DOCUMENT =
::::::::::

Rather than facing down the anxiety with a blank piece of paper, there was time before work to create a small form, an anxiety worksheet. There are a few prompts to help me focus in the midst of the screaming heebie-jeebies. It starts with location then has space to break down feelings. There's room to explore the source of those feelings and any questions that might pop up. Lastly is the question, "Where is Jesus?" It is only a quarter page in size. Small helps the process become not so overwhelming.
Extremely anxious before meeting with my pastor and his wife it was nice to have this small tool to use. As I jotted down the emotions, in the midst of worry and fear was a real and most enjoyable sense of excitement. It's easy to lose the good stuff when the bad seems so overwhelming.
I spent some time using the back of the page to walk through a process of repentance and forgiveness. There's a lot of oaths that were uncovered in this step like, "I have to do this on my own" or "I can't rely on anyone being there for me"..."Needing help is a weakness". There was a lot of choosing to forgive those who helped reinforce those beliefs. It also meant I had to forgive myself for believing them.

::::::::::

In the passage about the anxiety worksheet, how large is the worksheet? None of the items that come next is required.

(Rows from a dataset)

::::::::::

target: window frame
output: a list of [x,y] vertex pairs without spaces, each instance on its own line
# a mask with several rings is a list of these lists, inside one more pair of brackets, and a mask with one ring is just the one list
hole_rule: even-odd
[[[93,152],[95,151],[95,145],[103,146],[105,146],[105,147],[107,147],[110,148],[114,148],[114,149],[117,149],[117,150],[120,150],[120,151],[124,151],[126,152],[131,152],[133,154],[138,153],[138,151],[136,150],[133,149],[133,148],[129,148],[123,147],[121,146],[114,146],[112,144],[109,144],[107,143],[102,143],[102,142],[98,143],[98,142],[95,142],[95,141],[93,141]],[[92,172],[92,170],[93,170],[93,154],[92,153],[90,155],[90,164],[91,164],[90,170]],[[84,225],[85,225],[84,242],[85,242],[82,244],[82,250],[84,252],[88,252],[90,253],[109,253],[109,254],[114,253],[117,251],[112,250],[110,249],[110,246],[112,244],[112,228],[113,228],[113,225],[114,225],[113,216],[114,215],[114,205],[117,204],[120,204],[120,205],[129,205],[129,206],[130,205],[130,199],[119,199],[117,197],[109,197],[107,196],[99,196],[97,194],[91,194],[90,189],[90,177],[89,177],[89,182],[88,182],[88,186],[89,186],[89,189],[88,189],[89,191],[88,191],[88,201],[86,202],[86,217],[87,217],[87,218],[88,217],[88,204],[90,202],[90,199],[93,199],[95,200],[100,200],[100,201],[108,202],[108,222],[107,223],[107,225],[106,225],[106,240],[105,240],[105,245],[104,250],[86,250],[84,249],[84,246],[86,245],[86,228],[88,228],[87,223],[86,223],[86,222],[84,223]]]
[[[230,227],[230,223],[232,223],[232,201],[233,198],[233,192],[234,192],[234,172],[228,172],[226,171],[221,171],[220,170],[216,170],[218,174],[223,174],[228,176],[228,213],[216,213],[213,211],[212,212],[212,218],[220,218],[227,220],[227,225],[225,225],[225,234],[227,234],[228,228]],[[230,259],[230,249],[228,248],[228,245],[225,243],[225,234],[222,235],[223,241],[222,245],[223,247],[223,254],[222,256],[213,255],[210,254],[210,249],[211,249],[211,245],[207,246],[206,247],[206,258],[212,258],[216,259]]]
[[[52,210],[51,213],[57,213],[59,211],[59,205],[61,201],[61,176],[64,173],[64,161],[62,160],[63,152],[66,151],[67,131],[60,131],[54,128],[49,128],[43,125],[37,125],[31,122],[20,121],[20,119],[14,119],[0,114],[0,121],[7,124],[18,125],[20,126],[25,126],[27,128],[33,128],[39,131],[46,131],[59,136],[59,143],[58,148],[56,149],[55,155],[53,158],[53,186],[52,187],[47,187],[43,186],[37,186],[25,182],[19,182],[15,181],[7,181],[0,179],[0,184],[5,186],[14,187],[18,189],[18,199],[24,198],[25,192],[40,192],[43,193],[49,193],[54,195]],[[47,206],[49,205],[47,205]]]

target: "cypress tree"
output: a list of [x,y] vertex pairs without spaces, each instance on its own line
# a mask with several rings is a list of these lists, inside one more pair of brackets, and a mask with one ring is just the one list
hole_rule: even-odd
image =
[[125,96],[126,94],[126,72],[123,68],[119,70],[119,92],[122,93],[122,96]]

::::::::::

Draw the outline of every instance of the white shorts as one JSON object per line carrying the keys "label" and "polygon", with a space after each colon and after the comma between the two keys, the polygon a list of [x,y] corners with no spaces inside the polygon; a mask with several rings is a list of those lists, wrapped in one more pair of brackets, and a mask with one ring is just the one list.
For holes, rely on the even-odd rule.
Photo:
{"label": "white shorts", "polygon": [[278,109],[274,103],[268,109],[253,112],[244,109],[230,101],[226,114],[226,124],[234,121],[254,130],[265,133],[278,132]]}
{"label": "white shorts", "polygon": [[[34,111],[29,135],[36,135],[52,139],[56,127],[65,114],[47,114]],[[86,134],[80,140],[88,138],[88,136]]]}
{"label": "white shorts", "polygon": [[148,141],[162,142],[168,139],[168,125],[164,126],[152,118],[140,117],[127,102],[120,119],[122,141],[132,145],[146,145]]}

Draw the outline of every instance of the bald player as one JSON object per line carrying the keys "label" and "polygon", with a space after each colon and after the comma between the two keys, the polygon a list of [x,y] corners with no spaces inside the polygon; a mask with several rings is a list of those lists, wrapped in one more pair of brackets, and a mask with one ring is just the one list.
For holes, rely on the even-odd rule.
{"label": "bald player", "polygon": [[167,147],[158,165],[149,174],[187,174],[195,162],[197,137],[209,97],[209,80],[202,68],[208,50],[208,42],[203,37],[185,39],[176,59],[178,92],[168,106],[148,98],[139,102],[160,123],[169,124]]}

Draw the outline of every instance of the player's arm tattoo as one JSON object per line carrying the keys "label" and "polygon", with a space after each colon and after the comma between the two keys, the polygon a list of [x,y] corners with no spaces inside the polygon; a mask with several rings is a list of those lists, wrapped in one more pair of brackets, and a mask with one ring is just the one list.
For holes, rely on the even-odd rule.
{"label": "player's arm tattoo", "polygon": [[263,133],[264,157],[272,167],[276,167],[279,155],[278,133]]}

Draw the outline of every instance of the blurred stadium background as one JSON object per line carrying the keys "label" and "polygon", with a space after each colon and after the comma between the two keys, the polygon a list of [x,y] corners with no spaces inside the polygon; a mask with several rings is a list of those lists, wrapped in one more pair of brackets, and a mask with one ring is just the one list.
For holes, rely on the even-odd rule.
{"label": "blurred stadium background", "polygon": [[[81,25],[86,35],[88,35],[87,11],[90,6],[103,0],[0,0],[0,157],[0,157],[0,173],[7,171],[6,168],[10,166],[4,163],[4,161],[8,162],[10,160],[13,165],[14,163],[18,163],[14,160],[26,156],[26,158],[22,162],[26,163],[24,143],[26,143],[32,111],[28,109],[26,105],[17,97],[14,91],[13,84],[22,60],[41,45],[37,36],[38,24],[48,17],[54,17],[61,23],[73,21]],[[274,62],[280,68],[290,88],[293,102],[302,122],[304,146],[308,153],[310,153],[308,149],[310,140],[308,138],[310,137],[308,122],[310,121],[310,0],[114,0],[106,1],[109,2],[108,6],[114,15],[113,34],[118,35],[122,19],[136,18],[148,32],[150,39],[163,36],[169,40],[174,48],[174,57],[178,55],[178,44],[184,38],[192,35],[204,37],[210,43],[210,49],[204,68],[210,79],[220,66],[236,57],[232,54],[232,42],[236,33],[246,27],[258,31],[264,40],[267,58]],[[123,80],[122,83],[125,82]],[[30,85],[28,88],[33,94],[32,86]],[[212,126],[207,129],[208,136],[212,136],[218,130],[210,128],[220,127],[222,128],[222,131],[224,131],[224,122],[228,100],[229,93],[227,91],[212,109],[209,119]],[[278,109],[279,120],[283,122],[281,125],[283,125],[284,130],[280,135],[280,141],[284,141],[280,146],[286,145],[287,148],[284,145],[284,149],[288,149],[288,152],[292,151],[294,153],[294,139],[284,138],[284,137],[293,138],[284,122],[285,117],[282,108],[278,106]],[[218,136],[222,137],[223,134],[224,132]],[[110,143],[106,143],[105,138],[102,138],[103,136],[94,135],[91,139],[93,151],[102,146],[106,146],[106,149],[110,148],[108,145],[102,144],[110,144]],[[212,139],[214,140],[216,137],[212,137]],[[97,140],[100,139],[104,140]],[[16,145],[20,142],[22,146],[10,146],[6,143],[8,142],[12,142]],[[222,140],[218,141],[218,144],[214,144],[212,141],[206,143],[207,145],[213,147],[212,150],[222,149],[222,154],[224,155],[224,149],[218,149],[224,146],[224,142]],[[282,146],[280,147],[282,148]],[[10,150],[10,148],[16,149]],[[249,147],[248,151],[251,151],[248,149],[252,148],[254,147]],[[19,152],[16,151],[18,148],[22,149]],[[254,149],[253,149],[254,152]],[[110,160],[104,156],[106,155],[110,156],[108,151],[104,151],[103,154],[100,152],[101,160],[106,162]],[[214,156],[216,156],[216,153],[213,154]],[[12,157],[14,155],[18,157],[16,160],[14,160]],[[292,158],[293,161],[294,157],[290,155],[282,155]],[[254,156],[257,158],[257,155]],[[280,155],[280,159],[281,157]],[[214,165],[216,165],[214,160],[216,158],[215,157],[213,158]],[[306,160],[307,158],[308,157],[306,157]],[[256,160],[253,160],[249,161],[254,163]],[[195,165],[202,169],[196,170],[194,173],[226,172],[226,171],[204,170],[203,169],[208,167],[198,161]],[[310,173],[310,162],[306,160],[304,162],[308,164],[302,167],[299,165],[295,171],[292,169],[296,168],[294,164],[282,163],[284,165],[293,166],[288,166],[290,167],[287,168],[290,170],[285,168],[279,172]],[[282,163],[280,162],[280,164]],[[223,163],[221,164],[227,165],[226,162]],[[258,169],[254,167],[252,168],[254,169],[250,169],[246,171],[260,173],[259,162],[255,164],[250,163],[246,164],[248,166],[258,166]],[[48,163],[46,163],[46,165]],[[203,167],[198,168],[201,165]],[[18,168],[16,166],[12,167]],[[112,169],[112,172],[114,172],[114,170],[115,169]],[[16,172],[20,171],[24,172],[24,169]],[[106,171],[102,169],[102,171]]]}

::::::::::

TASK RESULT = It is only a quarter page in size.